[Task instructions]
• 1. In the Our Story text, translate this sentence into French: "Brian joins on weekends — and can change a bike tire considerably faster than Sue."
• 2. List every trip the Our Story text names as a favorite.
• 3. According to the Our Story text, why might Sue and Brian Bakkila be patient teachers?

[Text section]
════════════════════

Our Story
A long time ago, a girl and a boy meet at college, develop a friendship over LEGO and '90s movies, eventually kiss, and then the girl promptly runs off to the wilderness for 72 days. When she comes home, she persuades the boy to go backpacking. Since 1994, the adventures have continued.
The longer version is that Sue and Brian Bakkila met as students at Aquinas College in Grand Rapids. After Sue's Colorado Outward Bound semester — the full story is worth reading — they started adventuring together with college friends and never really stopped. Between them they've backpacked, camped, sailed, canoed, rock climbed, kayaked, bicycled, hiked, snowshoed, cross-country skied, motorboated, dirt biked, whitewater rafted, and canyoneered. They've done most of it badly at least once, which is maybe why they're patient teachers. Their son Garrett enjoyed many of the family adventures and spent his tween and teen years growing up alongside the business before heading off to his own adventures post high school.
Some favorite trips: Yosemite's High Sierra Loop Trail, rafting Utah's San Juan River from Bluff to Mexican Hat, exploring Tennessee's Big South Fork, and a road trip through two national parks and four state parks across Nevada, California, and Utah.
A Boston Whaler brought them to the Les Cheneaux Islands in 2011. After years of trailering boats around Michigan to investigate various lakes and camp — always, somehow, in the rain — they planned a week in Hessel. Like many before them, they were hooked. Since 2012 they've spent as much time as possible here, returning to Grand Rapids only when the cottage is winterized each fall. The Whaler has since become a 170 Montauk, but the impulse to keep exploring these waters by motor and by paddle has never changed.
Sue runs the business full time. Brian joins on weekends — and can change a bike tire considerably faster than Sue.
2001–2018: Where it started
Woods & Waters began as Woods & Water Ecotours, founded by Jessie Hadley after years in professional conservation work — as a biologist with the Whitefish Point Bird Observatory, the Michigan DNR, and The Nature Conservancy. Jessie led the business through 18 seasons in the Les Cheneaux before selling to the Bakkilas in late 2018. She remains connected to the area. You might still spot her on these waters.

════════════════════

[Material shown]

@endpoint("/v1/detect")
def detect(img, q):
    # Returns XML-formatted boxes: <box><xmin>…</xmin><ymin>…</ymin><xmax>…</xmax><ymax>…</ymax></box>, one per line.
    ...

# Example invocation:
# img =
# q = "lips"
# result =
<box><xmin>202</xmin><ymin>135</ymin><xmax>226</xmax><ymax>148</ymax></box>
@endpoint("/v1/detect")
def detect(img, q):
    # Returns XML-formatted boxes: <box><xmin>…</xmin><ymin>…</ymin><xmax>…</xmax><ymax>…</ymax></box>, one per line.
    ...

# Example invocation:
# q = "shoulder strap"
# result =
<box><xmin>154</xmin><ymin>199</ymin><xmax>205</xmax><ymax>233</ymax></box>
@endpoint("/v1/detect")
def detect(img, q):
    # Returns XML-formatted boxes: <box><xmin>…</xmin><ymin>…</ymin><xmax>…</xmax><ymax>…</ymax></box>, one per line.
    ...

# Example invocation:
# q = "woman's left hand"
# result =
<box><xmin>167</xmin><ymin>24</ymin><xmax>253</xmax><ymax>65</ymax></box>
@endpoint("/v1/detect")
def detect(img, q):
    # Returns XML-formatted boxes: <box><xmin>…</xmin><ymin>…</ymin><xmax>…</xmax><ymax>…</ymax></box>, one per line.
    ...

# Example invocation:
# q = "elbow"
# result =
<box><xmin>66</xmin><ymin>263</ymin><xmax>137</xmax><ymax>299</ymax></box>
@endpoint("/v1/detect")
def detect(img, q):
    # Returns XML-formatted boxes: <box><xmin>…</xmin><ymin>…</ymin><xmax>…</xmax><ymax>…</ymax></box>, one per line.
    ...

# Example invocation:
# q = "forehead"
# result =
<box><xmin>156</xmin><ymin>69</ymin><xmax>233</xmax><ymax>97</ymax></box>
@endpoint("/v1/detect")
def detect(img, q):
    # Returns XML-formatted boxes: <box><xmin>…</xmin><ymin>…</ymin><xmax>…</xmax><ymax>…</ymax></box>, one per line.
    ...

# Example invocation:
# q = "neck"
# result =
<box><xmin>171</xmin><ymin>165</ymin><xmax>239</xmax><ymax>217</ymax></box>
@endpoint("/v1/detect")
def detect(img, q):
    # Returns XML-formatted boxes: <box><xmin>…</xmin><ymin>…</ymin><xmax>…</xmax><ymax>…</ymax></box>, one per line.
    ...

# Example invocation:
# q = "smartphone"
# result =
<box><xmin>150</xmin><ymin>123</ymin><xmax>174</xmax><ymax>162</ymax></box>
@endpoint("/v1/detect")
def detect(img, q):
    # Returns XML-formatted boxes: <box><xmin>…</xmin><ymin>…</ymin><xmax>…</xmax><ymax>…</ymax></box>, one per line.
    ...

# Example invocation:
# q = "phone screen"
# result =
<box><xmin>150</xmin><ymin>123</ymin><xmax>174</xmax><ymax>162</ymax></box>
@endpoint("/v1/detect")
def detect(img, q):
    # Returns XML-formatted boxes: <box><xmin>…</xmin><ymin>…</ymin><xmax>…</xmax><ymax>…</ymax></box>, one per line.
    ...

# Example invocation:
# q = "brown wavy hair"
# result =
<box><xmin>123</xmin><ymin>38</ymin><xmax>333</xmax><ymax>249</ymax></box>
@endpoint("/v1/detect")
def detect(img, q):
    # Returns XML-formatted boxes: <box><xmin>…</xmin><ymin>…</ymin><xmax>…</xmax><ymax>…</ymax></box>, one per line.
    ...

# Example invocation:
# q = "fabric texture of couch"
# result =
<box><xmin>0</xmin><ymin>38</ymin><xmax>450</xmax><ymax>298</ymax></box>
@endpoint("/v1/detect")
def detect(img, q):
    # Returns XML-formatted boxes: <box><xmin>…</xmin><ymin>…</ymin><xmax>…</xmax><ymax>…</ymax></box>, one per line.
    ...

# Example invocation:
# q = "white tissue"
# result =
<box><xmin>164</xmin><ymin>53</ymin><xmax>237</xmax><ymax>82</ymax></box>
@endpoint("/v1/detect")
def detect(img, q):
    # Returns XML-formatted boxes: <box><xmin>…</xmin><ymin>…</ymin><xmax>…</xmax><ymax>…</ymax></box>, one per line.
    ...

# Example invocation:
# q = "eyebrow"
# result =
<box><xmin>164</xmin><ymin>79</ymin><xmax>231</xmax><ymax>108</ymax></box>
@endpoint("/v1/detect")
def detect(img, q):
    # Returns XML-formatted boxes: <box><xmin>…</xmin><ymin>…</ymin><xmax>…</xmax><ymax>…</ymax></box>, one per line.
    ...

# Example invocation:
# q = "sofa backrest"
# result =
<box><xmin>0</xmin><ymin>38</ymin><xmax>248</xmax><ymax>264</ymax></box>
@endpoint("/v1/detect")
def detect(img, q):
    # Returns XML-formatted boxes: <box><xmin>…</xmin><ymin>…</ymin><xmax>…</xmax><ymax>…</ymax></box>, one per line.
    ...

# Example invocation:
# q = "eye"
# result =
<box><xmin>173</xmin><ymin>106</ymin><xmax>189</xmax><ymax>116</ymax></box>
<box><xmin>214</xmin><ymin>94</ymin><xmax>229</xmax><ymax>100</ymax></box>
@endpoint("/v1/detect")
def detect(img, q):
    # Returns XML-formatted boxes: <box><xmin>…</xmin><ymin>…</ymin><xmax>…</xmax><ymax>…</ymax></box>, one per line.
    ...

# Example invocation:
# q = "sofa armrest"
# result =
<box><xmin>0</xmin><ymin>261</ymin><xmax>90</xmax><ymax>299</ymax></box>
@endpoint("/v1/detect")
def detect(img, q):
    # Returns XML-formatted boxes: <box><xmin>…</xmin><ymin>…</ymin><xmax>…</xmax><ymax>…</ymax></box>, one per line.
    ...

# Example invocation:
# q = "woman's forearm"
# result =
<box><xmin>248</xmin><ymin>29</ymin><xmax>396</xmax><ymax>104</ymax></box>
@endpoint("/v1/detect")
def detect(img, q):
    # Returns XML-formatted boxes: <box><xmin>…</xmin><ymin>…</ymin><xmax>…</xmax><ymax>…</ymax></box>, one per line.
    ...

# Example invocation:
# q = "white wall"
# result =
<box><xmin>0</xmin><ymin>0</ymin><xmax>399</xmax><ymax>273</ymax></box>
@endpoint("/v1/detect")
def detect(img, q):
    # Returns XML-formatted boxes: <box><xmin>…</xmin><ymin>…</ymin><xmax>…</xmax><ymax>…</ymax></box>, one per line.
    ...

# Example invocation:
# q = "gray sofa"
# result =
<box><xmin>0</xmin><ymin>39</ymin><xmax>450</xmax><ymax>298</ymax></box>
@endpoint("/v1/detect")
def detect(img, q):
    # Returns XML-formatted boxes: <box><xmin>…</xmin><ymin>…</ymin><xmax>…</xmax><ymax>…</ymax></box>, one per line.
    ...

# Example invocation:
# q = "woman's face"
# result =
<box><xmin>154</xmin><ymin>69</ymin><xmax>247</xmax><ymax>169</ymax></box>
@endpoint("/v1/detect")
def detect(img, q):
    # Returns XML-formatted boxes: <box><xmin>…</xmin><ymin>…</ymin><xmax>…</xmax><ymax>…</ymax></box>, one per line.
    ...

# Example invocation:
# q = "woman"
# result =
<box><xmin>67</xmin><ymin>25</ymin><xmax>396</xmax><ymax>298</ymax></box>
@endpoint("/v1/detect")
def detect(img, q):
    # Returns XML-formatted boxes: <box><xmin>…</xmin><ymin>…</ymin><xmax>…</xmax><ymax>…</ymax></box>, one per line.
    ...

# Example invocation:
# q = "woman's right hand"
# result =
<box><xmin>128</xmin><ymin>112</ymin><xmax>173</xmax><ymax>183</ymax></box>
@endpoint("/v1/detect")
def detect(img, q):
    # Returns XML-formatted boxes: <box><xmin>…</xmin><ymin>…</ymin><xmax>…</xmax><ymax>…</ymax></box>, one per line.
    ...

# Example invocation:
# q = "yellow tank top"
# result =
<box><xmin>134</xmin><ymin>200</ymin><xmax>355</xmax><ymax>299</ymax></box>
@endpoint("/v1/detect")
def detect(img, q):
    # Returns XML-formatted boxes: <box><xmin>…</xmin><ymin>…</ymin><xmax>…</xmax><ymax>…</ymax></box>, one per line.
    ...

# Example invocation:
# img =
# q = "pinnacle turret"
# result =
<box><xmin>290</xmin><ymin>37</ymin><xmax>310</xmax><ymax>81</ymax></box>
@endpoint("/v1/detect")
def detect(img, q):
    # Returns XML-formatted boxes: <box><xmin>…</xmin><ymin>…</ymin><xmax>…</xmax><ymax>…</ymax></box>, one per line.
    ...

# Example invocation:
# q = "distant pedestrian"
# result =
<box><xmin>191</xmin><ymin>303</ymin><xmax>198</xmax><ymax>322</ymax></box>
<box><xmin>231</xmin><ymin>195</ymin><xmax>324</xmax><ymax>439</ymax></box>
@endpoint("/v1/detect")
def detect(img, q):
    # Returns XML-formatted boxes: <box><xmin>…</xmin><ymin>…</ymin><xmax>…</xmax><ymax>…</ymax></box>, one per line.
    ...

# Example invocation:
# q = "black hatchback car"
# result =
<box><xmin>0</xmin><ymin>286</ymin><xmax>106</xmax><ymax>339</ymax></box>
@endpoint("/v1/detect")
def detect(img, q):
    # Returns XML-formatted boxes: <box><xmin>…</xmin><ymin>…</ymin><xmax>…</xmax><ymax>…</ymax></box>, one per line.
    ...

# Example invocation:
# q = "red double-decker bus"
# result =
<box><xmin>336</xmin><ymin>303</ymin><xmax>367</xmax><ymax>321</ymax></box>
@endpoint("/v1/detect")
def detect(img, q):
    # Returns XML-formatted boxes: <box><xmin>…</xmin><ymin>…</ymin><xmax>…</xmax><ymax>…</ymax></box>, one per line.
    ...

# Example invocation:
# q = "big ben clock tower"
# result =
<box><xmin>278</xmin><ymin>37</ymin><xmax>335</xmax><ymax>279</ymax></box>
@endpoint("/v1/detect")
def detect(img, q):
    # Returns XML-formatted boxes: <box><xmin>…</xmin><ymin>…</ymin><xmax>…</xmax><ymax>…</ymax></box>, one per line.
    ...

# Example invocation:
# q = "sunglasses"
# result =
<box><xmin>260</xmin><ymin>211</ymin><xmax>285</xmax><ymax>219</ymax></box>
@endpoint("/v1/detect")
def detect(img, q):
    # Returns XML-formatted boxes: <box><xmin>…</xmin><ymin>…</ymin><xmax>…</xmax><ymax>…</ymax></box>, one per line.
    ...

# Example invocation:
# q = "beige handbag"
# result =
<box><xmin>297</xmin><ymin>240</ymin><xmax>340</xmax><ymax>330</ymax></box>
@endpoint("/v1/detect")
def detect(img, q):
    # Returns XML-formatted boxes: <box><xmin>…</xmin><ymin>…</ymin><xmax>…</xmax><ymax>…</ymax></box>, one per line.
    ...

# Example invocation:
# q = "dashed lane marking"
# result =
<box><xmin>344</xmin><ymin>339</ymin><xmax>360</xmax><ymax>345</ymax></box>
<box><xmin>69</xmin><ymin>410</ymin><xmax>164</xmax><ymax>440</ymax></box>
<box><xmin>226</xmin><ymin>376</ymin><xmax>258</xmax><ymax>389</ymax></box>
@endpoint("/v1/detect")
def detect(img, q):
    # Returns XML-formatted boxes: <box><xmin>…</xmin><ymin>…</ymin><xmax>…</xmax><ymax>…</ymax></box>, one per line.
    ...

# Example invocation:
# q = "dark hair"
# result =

════════════════════

[Responses by item number]
• 1. Brian se joint à l'équipe le week-end — et sait changer un pneu de vélo bien plus vite que Sue.

• 2.
- Yosemite's High Sierra Loop Trail
- Rafting Utah's San Juan River from Bluff to Mexican Hat
- Exploring Tennessee's Big South Fork
- A road trip through two national parks and four state parks across Nevada, California, and Utah

• 3. The text suggests that they may be patient teachers because they have done most of their many outdoor activities badly at least once.